[Entries from a dataset]
┌────────

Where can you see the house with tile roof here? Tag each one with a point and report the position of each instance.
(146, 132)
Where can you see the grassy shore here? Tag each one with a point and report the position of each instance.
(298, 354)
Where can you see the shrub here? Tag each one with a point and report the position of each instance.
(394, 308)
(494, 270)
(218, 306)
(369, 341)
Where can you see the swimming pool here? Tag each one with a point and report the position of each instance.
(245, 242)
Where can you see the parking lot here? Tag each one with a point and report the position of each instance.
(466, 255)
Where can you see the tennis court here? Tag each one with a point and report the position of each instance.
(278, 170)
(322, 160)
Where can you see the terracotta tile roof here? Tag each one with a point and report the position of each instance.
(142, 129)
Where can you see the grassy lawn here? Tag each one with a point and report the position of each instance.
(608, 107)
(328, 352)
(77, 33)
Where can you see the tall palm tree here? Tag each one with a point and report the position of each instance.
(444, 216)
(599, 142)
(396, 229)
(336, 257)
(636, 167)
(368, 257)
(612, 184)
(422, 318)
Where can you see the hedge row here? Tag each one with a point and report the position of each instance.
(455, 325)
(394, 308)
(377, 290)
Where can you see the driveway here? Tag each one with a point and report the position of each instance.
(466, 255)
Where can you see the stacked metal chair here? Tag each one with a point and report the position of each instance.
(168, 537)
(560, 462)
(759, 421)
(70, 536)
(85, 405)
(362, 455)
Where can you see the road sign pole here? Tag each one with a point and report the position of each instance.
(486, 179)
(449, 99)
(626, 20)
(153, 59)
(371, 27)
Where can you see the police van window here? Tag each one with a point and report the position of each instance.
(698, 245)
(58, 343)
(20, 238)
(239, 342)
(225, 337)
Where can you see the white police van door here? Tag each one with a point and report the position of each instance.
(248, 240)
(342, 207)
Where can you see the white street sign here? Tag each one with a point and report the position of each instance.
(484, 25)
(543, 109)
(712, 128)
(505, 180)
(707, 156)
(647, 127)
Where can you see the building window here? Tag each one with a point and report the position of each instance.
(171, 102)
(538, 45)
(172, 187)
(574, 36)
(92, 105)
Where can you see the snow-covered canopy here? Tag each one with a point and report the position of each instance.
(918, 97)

└────────

Task:
Transcribe every one of the lines above word for word, with no changes.

Answer for this exercise:
Where can you see the house with tile roof here? Tag each one with a point and report the position of each instance.
(146, 132)
Where can you see the grassy shore here? Tag each one with a point and report the position of each instance.
(298, 354)
Where can you see the shrub here? Tag each one with a point and report the position of each instance.
(394, 308)
(494, 270)
(218, 306)
(369, 341)
Where can you see the swimming pool here? Tag each one with a point and report the position of each instance.
(245, 242)
Where can you see the parking lot here? Tag each one with a point and report the position of each instance.
(466, 255)
Where can you see the tennis court here? Tag each one with a point and report the position of each instance.
(278, 170)
(322, 160)
Where can you see the terracotta tile roof here? Tag each one with a point and report the position of each instance.
(142, 129)
Where can you see the grassy lawn here? Tag each one with a point and report the position of each instance.
(608, 107)
(328, 352)
(77, 33)
Where can you see the tall palm tree here? Tag each one with a point and report the position of each instance.
(444, 216)
(599, 142)
(396, 229)
(336, 257)
(636, 167)
(368, 257)
(612, 184)
(422, 318)
Where can you see the hedge row here? Tag each one with a point and report the position of each instance.
(455, 325)
(394, 308)
(377, 290)
Where can you see the driveway here? Tag each one with a point and report the position of each instance.
(466, 255)
Where can you see the stacked metal chair here? Tag each one with a point and report the position of each instance.
(168, 537)
(560, 462)
(759, 421)
(70, 536)
(85, 405)
(362, 455)
Where can you see the road sign pole here? Tag each one with a point and report the position of each instance.
(486, 179)
(449, 99)
(626, 20)
(153, 59)
(371, 27)
Where can you see the police van window here? Tag each one with a point and report the position of each instance.
(698, 245)
(58, 343)
(20, 238)
(239, 342)
(225, 337)
Where can you see the white police van door here? Tag each one with a point and report the position of each instance.
(248, 240)
(342, 207)
Where can you see the white street sign here? Tag each one with a point and report the position of each instance.
(484, 25)
(543, 109)
(712, 128)
(505, 180)
(707, 156)
(647, 127)
Where can you see the building window here? Tag each one with a point and report the position of each instance.
(171, 102)
(538, 45)
(172, 187)
(574, 36)
(92, 105)
Where can you see the snow-covered canopy here? Tag each one with a point and report the position of each instance.
(918, 97)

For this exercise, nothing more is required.